Given request A:
Retype the passage on capitalism and the family word for word.

Insofar as modern consumer capitalism has the effect of fragmenting the family, it must be resisted and curbed. We see this in overly sexualized advertising, for example, and in the demand that women enter the labor force as cheap labor. The refusal to pay men a living wage is something that governments should not allow businesses to get away with. As long as the rules are clearly laid out and applicable to all, this requirement should do nothing to stifle competition or prevent economic growth, any more than any payroll tax applied across the board to all employers would. If unlimited economic growth must be limited by fairness to workers, so be it. But Marxist-Leninism is not either necessary or effective in protecting workers.
Capitalism is often criticized for being anti-Christian because it destroys families and to the extent that consumer capitalism promotes greed above responsibility, material things above personal relationships, things above persons, it must be resisted. But to earn a living is not greed and work is not materialism. So economics is a good servant but a poor master and it must be acknowledged that greed, materialism and individualism are problems of the human heart and transcend all economic systems including both capitalism and socialism.

Records drawn from a data source
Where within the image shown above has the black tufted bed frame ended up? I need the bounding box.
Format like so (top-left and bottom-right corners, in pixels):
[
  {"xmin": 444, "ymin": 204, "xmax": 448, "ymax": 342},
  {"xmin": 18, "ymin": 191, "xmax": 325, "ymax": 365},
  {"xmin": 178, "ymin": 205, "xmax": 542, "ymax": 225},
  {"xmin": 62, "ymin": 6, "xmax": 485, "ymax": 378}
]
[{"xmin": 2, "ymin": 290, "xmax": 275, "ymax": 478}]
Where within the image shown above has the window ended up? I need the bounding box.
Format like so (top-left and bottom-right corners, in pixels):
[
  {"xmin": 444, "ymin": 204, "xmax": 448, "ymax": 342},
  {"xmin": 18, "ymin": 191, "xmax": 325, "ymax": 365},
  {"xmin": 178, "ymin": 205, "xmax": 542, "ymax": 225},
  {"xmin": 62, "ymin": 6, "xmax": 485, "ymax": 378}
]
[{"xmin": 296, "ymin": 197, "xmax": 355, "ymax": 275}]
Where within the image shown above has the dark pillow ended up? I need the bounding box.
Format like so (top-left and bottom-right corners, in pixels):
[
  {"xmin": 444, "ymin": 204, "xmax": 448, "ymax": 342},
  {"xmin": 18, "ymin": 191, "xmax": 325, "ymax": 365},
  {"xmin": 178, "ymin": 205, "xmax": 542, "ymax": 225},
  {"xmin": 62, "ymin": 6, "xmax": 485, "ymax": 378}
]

* * *

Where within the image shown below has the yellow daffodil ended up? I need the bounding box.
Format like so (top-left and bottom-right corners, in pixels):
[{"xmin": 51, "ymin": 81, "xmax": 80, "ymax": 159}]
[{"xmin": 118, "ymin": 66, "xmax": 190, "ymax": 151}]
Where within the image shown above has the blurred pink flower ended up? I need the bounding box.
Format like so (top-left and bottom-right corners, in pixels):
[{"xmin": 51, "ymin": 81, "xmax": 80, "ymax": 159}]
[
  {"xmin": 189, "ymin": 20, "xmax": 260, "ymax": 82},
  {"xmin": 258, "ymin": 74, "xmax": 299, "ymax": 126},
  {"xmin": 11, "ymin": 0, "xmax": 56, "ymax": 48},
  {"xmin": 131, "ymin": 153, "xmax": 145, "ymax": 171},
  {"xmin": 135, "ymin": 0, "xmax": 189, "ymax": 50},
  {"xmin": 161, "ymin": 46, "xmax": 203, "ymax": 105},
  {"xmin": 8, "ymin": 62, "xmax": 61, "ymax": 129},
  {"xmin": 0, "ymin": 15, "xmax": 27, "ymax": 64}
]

Given request B:
Show each line of the listing above that contains the string "ended".

Written reply A:
Insofar as modern consumer capitalism has the effect of fragmenting the family, it must be resisted and curbed. We see this in overly sexualized advertising, for example, and in the demand that women enter the labor force as cheap labor. The refusal to pay men a living wage is something that governments should not allow businesses to get away with. As long as the rules are clearly laid out and applicable to all, this requirement should do nothing to stifle competition or prevent economic growth, any more than any payroll tax applied across the board to all employers would. If unlimited economic growth must be limited by fairness to workers, so be it. But Marxist-Leninism is not either necessary or effective in protecting workers.
Capitalism is often criticized for being anti-Christian because it destroys families and to the extent that consumer capitalism promotes greed above responsibility, material things above personal relationships, things above persons, it must be resisted. But to earn a living is not greed and work is not materialism. So economics is a good servant but a poor master and it must be acknowledged that greed, materialism and individualism are problems of the human heart and transcend all economic systems including both capitalism and socialism.

Written reply B:
Where within the image shown above has the black tufted bed frame ended up? I need the bounding box.
Where within the image shown above has the window ended up? I need the bounding box.
Where within the image shown above has the dark pillow ended up? I need the bounding box.
Where within the image shown below has the yellow daffodil ended up? I need the bounding box.
Where within the image shown above has the blurred pink flower ended up? I need the bounding box.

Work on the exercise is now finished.